[Exercise]: Quote the records word for word, starting at the first line and going up to and including the line with "325 293 584 434".

[Exercise material]:
* * * * * * *

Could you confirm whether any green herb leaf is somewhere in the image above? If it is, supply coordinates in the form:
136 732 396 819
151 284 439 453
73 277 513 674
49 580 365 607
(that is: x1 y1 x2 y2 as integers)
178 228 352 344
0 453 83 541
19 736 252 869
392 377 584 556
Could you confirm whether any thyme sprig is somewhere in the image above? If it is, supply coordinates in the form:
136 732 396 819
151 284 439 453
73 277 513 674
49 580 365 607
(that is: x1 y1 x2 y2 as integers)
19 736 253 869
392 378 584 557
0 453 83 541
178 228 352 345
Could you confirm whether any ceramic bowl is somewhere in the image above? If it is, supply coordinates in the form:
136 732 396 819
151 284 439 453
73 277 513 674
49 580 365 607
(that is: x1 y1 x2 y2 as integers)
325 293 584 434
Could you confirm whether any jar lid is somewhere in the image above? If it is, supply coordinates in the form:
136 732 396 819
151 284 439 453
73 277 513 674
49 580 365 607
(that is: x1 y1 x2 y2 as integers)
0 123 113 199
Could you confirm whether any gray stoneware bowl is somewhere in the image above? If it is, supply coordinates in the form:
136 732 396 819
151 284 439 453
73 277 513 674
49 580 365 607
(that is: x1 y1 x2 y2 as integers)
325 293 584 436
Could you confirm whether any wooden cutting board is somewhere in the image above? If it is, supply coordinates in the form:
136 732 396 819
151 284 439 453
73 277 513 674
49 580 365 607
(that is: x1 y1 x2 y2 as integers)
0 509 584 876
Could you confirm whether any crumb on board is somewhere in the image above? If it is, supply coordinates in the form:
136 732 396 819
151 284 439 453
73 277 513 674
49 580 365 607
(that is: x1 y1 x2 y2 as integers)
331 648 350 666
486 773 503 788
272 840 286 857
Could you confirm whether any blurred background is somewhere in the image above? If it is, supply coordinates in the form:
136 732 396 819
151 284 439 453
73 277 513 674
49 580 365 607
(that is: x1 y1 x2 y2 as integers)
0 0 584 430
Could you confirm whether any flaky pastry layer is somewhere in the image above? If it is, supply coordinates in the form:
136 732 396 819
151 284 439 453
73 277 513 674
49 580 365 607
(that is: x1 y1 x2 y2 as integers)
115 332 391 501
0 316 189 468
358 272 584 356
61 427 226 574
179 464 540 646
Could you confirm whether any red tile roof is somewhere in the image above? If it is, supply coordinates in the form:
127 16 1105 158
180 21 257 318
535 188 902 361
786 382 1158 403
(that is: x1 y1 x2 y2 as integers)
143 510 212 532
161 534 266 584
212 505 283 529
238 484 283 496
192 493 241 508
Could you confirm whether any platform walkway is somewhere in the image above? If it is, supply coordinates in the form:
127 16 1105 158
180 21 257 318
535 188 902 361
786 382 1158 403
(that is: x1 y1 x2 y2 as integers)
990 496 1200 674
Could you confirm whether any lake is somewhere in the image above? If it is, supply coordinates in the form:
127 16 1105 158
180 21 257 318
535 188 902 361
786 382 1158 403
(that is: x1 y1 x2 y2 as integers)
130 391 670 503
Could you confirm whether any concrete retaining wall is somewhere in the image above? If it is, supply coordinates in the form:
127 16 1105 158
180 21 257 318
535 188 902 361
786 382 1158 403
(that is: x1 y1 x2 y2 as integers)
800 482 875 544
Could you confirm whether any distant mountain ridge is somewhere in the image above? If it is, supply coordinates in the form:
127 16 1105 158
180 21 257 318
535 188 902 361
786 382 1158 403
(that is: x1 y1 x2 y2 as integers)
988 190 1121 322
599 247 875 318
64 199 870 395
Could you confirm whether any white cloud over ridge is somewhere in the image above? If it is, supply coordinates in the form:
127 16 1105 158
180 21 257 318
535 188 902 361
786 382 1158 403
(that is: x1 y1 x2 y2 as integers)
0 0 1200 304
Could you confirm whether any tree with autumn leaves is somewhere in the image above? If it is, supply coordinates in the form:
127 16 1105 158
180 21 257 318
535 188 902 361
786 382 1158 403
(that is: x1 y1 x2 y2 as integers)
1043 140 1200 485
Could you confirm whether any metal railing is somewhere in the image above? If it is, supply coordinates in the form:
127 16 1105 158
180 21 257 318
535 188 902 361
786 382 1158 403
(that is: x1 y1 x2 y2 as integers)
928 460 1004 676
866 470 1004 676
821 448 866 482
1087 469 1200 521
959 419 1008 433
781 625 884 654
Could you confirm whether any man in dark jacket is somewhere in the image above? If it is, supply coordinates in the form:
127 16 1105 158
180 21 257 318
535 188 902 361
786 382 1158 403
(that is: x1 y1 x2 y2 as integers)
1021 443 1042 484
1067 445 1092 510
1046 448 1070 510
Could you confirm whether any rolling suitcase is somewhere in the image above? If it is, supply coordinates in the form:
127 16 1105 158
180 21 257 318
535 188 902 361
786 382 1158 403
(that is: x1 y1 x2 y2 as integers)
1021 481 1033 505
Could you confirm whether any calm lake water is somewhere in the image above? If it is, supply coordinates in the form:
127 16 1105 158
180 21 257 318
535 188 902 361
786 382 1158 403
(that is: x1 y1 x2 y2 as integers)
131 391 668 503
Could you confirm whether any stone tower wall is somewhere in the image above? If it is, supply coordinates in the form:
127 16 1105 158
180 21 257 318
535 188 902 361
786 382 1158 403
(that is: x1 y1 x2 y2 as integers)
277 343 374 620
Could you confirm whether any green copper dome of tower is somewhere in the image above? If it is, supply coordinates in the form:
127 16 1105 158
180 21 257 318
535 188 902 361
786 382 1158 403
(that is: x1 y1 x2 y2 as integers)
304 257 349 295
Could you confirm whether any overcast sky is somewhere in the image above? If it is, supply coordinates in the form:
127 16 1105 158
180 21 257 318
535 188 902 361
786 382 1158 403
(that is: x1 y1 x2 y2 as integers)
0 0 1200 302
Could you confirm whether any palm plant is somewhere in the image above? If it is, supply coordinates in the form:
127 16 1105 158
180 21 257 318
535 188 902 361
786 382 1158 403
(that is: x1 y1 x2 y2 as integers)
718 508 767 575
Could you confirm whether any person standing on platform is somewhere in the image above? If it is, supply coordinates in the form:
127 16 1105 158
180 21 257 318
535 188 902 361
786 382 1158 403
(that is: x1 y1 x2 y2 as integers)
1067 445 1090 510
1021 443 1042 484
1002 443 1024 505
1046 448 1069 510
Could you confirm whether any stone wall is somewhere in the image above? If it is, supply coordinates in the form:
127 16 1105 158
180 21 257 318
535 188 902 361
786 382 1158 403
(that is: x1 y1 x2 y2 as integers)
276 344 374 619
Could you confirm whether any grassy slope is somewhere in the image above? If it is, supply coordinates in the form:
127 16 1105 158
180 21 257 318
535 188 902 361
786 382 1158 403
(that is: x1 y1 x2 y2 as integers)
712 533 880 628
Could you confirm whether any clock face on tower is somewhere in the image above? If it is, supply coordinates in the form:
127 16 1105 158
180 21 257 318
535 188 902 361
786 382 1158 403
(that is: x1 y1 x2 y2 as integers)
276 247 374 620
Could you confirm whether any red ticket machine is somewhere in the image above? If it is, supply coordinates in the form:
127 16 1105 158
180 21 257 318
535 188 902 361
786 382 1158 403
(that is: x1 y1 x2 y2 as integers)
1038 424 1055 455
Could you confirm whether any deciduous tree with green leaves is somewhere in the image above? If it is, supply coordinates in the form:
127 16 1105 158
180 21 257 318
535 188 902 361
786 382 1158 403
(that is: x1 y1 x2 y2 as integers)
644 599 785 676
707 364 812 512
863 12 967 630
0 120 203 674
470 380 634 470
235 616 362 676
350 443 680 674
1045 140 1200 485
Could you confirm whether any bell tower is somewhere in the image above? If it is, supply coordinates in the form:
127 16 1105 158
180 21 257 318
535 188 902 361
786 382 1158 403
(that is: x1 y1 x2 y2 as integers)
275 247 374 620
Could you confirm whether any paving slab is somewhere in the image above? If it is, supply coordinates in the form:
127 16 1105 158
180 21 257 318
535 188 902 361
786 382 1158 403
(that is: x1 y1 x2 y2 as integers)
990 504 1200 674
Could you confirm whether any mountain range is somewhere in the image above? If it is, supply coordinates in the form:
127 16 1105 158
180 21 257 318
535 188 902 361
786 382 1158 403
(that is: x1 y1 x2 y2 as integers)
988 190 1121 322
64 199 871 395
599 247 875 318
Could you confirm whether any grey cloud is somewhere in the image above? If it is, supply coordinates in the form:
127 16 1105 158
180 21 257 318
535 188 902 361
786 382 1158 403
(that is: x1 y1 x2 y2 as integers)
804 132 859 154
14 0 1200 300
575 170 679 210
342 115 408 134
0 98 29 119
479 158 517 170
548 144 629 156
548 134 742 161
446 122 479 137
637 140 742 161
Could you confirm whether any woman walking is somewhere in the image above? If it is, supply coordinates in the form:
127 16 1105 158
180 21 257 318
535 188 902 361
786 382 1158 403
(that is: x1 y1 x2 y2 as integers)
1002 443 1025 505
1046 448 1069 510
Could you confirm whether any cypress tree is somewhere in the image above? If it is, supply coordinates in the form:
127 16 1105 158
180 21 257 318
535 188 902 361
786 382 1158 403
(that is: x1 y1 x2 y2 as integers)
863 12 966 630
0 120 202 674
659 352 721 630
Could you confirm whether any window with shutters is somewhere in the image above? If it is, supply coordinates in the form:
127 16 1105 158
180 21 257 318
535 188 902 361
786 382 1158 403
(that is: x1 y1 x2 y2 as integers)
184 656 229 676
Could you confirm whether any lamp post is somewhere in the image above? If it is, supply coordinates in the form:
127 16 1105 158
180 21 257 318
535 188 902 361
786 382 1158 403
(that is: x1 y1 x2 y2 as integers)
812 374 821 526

* * * * * * *

[Solution to this problem]:
Could you confirm whether any green herb leaf is somewhere in the image above? If it is, supply coordinates in the form:
136 732 396 819
151 284 439 453
73 277 513 674
49 580 365 607
(that is: x1 y1 x2 y2 as integers)
178 228 352 344
0 453 83 541
19 736 252 869
392 377 584 556
Could you confirm whether any thyme sprig is somewhere in the image above? If it is, supply coordinates in the form:
136 732 396 819
151 284 439 453
73 277 513 674
49 580 365 607
(that is: x1 y1 x2 y2 as integers)
19 736 253 869
392 378 584 557
0 453 83 541
178 228 352 345
Could you confirm whether any ceramic bowl is somewhere in the image above? If it is, supply coordinates in the form:
136 732 396 819
151 284 439 453
73 277 513 674
49 580 365 607
(that is: x1 y1 x2 y2 as integers)
325 293 584 434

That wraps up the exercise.